* Begin Data in this exercise *

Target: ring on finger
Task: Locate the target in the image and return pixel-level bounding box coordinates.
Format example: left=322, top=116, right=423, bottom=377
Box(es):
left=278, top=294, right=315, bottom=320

* End Data in this exercise *

◆ What the task requires
Copy the listing above line for line, with nothing altered.

◆ Exercise answer
Target: ring on finger
Task: Locate the target in the image and return pixel-level bounding box coordinates.
Format example: left=322, top=116, right=423, bottom=377
Box(es):
left=278, top=294, right=315, bottom=320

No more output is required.